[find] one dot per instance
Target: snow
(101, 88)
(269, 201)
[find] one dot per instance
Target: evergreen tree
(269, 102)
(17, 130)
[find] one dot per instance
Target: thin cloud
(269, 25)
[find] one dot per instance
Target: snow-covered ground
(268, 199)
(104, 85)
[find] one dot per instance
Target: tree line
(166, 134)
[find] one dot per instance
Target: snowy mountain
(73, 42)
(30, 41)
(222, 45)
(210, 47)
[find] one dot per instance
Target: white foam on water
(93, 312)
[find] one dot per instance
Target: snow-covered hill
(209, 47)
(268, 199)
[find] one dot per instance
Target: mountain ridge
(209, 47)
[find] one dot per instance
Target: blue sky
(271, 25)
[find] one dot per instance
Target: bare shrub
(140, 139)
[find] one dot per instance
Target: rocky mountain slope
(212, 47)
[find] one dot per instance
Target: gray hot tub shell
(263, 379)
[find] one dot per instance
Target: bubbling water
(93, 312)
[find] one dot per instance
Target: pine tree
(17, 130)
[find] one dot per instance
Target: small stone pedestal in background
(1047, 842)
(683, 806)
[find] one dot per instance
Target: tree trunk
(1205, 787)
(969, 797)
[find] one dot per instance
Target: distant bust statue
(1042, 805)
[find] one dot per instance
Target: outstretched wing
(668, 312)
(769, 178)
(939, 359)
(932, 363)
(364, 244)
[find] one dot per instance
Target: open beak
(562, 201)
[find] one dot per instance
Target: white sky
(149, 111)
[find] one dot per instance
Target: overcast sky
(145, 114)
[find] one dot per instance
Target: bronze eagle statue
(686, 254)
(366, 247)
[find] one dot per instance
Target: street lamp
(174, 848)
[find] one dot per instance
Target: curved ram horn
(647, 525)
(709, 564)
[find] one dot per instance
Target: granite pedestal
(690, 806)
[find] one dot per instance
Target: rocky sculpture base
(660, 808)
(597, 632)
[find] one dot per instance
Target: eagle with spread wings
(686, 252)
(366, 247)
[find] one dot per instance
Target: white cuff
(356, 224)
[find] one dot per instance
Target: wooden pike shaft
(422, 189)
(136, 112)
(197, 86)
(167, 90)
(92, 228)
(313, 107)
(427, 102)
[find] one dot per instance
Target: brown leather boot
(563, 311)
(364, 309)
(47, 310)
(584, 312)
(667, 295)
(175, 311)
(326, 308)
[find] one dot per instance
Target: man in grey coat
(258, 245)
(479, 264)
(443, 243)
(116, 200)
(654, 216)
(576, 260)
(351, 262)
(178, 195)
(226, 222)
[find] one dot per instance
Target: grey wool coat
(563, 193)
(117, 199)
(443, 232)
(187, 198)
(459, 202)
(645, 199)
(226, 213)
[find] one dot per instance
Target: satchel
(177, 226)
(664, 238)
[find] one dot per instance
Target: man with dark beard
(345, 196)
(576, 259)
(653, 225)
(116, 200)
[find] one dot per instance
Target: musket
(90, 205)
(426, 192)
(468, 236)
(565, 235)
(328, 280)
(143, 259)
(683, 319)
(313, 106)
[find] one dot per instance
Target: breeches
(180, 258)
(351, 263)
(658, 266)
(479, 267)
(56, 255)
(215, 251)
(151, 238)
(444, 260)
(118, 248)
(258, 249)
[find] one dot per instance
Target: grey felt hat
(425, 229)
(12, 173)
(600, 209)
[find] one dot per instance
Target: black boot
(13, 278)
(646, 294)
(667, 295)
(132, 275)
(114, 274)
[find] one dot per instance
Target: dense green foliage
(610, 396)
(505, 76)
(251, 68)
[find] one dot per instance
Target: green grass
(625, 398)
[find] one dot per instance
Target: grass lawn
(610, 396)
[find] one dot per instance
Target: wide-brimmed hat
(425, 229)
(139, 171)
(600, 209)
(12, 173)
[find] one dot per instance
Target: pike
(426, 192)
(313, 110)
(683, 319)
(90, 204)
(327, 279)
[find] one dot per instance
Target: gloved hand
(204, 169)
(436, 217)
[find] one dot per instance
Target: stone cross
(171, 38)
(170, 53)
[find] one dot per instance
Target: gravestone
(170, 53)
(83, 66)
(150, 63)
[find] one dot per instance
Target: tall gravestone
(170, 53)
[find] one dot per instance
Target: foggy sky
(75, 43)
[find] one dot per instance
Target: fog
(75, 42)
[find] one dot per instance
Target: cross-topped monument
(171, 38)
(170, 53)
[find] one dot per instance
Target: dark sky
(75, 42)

» Challenge:
How many lines in the listing above contain the string "pedestal", with case counting? Reply with the number alone.

» Reply to the exercise:
2